- _YOUR GOAL_
Copy out the full text about reclassifying the nine-primaried oscine families, reproducing every word without change.

Effect on NACC: If approved, this proposal would reassign six warbler species to different families, resurrect some previously used families, and recognize three new families of nine-primaried oscines. Pending acceptance of those familial classifications, this proposal would also change the linear sequence of nine-primaried oscine families to reflect our growing knowledge of their evolutionary relationships.

 

Background: The nine-primaried oscines comprise a widespread, diverse assemblage of songbirds that accounts for nearly 10% of all birds. In our current taxonomic classification, numerous taxa are included in the linear sequence as incertae sedis, which reflects our uncertainty of the phylogenetic placement of these taxa within the avian tree of life. In addition, six species assigned to Parulidae (Zeledonia coronata, Icteria virens, Xenoligea montana, Microligea palustris, Teretistris fernandinae, and Teretistris fornsi) do not show a close relationship to wood warblers and can now be assigned elsewhere. A recent series of publications has improved our understanding of evolutionary relationships within and among lineages of nine-primaried oscines, providing an opportunity to improve our current classification.

- _Saved entries_
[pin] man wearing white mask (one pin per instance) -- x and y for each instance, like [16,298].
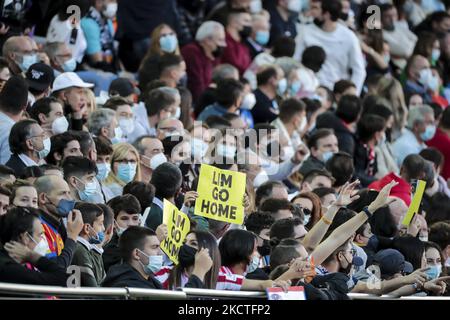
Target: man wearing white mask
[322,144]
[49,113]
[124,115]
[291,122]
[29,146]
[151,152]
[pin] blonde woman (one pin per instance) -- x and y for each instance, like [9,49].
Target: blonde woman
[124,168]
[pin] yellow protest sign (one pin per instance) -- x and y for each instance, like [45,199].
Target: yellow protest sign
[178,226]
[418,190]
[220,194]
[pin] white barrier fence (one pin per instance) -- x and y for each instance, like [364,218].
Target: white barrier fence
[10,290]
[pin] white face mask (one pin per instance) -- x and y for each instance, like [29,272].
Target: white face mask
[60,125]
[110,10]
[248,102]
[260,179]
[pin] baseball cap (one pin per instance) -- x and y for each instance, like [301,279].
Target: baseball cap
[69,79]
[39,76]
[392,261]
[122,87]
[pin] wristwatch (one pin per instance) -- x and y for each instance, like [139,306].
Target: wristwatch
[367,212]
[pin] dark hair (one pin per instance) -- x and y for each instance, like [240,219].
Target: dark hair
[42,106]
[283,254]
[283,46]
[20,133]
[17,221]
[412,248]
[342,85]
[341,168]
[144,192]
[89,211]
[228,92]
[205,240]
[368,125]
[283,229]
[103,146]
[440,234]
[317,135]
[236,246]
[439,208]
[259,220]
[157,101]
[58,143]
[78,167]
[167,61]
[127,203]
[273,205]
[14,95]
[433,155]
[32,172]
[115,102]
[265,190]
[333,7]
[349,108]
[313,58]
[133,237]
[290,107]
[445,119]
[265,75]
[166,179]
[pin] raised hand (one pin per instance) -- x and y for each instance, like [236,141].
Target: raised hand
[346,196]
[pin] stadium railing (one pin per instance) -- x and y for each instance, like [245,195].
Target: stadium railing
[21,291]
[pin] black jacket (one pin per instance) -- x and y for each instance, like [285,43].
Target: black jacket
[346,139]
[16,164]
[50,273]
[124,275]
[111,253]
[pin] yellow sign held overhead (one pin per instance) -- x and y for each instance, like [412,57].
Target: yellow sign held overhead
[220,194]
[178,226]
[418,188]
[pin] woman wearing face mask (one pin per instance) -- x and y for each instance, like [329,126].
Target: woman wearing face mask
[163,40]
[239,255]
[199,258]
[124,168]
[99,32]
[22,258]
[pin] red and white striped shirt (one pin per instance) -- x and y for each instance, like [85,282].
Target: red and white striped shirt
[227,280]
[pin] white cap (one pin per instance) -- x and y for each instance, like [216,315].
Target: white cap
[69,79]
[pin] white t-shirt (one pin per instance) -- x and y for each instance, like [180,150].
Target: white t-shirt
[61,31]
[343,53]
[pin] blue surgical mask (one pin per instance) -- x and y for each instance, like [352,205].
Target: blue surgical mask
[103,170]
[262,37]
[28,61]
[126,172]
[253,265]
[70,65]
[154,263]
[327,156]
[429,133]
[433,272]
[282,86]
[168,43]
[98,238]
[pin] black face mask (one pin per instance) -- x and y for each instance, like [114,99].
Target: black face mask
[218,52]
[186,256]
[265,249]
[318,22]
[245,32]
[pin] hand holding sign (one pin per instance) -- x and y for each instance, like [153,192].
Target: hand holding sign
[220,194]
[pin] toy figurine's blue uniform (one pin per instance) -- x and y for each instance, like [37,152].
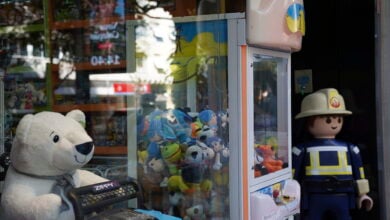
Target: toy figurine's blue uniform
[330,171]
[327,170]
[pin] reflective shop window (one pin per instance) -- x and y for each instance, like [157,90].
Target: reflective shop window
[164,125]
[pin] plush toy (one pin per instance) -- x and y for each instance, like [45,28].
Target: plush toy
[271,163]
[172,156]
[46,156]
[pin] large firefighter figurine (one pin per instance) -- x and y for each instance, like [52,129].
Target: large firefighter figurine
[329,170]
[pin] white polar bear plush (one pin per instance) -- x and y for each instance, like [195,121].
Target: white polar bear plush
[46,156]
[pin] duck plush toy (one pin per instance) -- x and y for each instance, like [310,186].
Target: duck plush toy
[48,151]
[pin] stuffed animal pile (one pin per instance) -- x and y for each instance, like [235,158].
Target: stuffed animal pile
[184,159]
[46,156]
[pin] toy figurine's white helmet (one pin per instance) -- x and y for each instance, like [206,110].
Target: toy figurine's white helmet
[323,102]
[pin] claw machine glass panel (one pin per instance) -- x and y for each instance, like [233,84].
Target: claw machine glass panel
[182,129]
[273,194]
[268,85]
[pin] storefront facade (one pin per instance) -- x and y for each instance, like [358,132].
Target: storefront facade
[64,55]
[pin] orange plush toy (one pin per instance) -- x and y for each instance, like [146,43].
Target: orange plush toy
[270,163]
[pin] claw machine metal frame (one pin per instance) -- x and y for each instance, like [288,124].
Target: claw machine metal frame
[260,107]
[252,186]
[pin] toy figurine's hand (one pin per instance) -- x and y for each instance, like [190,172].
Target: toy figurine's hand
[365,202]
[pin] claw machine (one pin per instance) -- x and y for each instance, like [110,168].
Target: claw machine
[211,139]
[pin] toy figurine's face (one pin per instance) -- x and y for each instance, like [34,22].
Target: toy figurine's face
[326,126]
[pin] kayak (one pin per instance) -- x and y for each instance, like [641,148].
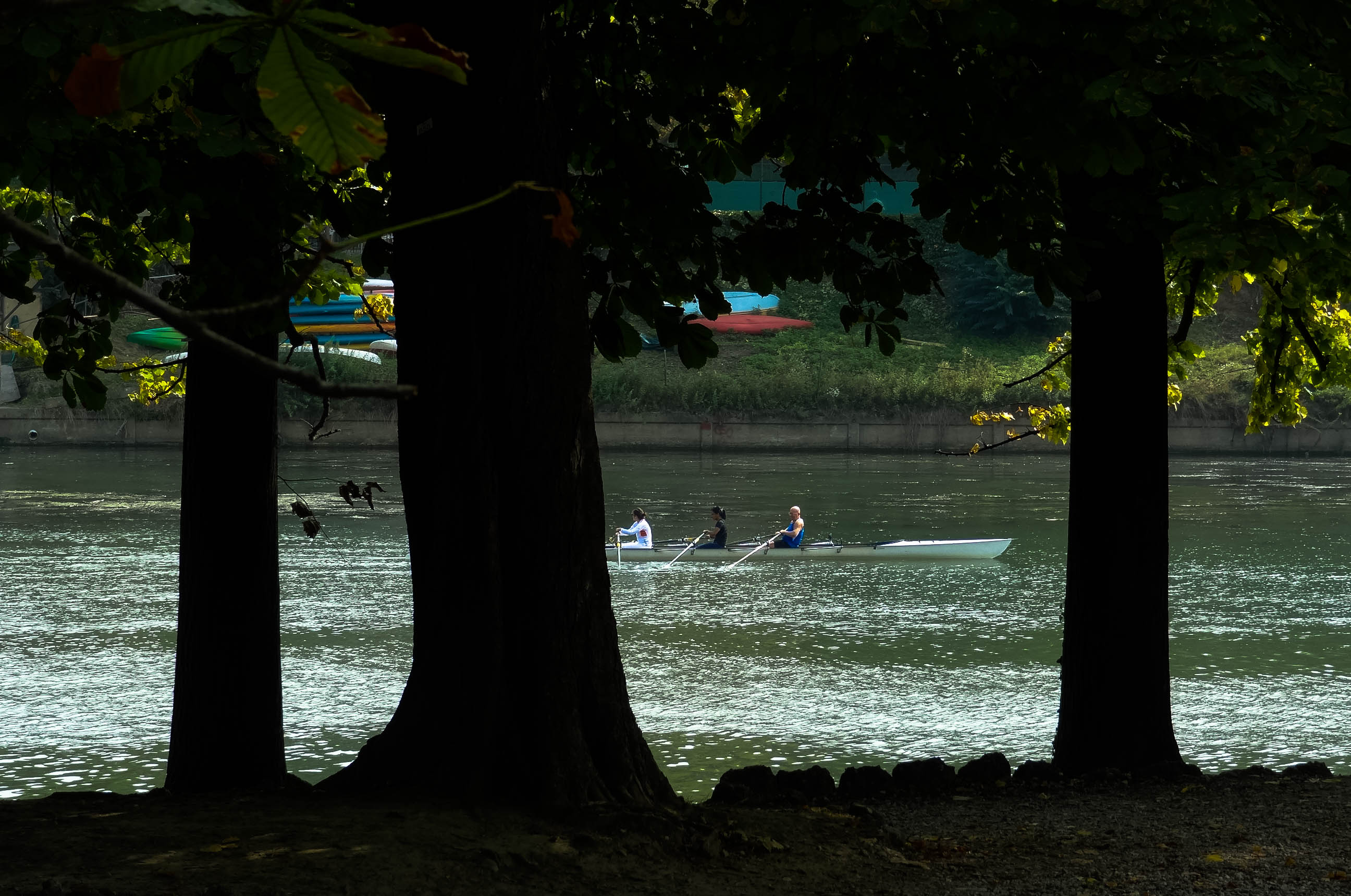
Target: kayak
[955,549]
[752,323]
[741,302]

- _RESULT FOR THIS EXERCISE_
Effect on NACC: If approved, this proposal would reassign six warbler species to different families, resurrect some previously used families, and recognize three new families of nine-primaried oscines. Pending acceptance of those familial classifications, this proposal would also change the linear sequence of nine-primaried oscine families to reflect our growing knowledge of their evolutionary relationships.

 

Background: The nine-primaried oscines comprise a widespread, diverse assemblage of songbirds that accounts for nearly 10% of all birds. In our current taxonomic classification, numerous taxa are included in the linear sequence as incertae sedis, which reflects our uncertainty of the phylogenetic placement of these taxa within the avian tree of life. In addition, six species assigned to Parulidae (Zeledonia coronata, Icteria virens, Xenoligea montana, Microligea palustris, Teretistris fernandinae, and Teretistris fornsi) do not show a close relationship to wood warblers and can now be assigned elsewhere. A recent series of publications has improved our understanding of evolutionary relationships within and among lineages of nine-primaried oscines, providing an opportunity to improve our current classification.